» What the exercise asks: Which lines in the records below contain the word "weathered"? Pick out each one and copy it in full, counting a match only when the case agrees.

Location labeling records:
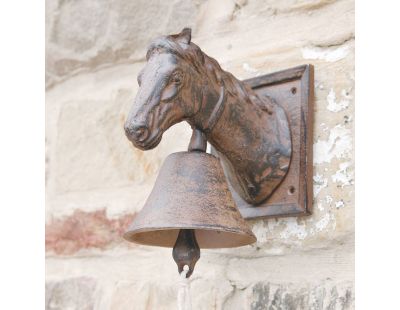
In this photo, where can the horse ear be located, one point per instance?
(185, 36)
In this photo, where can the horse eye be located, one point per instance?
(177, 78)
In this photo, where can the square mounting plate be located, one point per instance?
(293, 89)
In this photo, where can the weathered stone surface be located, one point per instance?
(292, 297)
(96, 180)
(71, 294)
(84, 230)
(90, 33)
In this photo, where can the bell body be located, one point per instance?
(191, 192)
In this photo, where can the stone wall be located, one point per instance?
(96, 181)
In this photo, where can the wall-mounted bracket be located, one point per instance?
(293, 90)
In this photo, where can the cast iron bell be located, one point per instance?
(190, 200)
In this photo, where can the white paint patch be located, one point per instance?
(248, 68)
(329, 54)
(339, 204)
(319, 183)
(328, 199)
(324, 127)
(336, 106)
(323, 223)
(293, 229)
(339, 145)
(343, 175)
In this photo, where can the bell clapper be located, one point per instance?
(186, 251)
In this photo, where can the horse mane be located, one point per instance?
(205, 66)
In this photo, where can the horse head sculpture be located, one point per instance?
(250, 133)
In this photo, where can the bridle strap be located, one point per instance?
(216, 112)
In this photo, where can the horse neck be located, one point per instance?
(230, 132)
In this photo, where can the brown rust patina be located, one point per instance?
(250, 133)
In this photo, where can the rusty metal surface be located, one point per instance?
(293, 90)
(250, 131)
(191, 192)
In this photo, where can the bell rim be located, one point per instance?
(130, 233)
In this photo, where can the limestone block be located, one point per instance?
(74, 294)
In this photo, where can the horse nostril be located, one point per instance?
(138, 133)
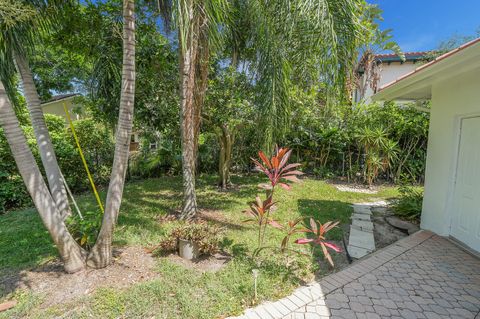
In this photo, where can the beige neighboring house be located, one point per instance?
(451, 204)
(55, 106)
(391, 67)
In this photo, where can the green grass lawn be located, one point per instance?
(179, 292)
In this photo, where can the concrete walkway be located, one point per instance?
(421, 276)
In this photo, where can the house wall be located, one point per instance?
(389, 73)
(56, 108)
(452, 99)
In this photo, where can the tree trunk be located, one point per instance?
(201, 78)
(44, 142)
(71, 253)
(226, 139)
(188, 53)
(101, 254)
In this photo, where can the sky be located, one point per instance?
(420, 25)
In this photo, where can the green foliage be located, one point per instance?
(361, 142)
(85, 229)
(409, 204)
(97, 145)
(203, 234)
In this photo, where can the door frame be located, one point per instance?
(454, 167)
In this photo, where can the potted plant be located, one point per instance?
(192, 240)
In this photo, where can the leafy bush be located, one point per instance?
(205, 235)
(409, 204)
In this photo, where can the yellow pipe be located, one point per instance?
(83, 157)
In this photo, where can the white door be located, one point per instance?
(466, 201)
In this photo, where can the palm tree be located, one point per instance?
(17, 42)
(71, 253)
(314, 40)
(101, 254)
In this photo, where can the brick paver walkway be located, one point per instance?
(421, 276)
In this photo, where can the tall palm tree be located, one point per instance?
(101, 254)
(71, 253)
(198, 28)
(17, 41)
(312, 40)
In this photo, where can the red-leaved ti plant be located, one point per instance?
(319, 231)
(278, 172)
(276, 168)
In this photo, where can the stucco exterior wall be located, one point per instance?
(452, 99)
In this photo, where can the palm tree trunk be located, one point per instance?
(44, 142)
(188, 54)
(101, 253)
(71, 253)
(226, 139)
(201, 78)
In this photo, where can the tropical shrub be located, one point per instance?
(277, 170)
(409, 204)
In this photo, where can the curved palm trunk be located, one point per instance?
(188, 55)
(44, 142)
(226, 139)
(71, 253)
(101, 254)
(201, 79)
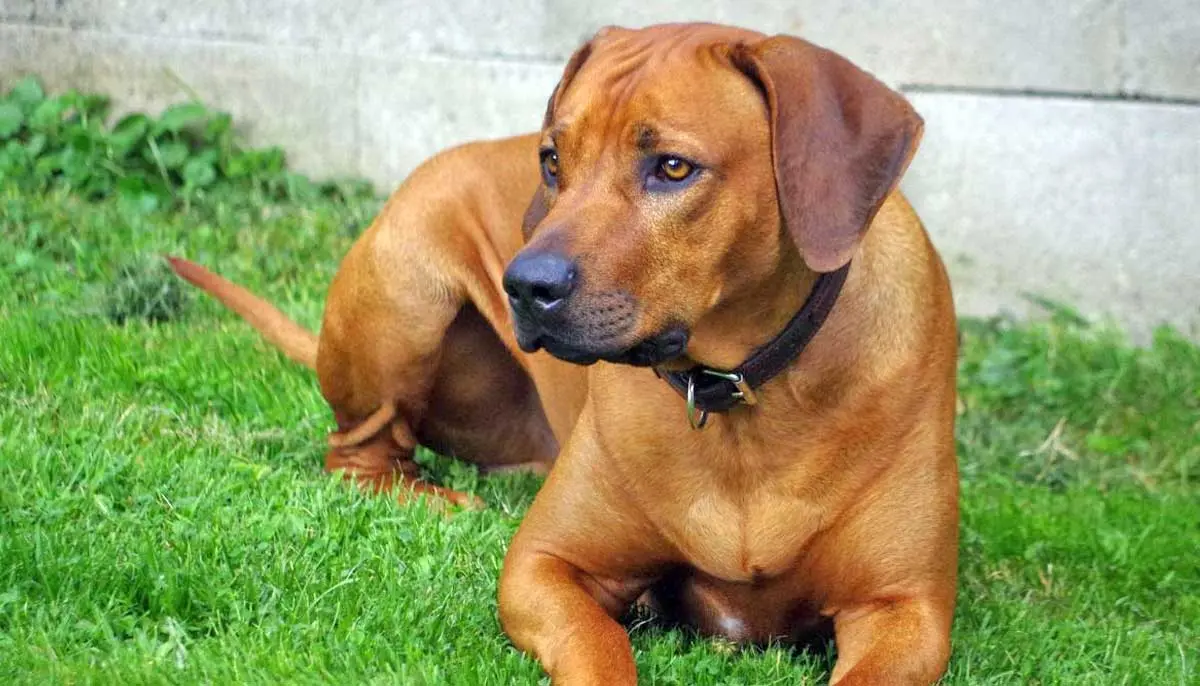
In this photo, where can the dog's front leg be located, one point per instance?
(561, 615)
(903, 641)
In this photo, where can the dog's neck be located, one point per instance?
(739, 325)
...
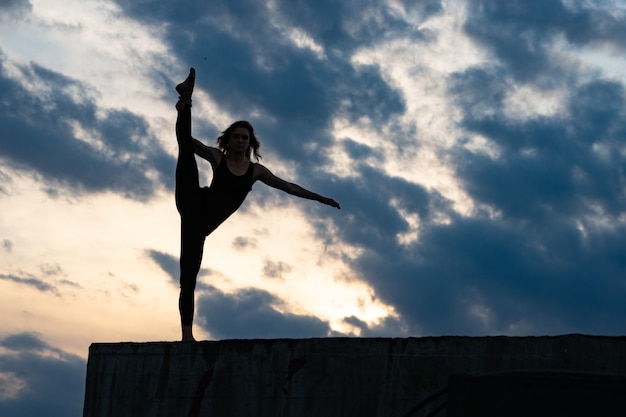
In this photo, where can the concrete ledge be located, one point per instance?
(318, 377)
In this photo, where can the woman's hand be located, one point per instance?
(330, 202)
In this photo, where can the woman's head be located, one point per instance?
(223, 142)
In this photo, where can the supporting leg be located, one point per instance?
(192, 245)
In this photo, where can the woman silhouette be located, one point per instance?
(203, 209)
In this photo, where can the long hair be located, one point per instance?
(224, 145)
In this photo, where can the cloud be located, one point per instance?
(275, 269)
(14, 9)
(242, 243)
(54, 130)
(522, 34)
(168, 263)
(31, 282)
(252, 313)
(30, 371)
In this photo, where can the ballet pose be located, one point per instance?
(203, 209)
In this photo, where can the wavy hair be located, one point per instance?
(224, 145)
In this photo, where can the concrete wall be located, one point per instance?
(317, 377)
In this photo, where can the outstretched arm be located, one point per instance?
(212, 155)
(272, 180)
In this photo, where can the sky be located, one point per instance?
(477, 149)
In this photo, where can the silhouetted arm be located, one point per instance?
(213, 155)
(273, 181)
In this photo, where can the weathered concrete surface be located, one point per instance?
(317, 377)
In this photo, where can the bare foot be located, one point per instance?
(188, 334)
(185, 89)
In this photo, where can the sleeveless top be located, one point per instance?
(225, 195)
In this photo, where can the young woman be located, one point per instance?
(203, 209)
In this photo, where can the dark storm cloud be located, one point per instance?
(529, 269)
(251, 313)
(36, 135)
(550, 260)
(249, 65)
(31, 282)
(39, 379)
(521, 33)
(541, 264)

» Full solution:
In this photo, where can the weathered stone surface be located, one point per instance?
In this photo, where can the weathered concrete surface be located, one point per instance?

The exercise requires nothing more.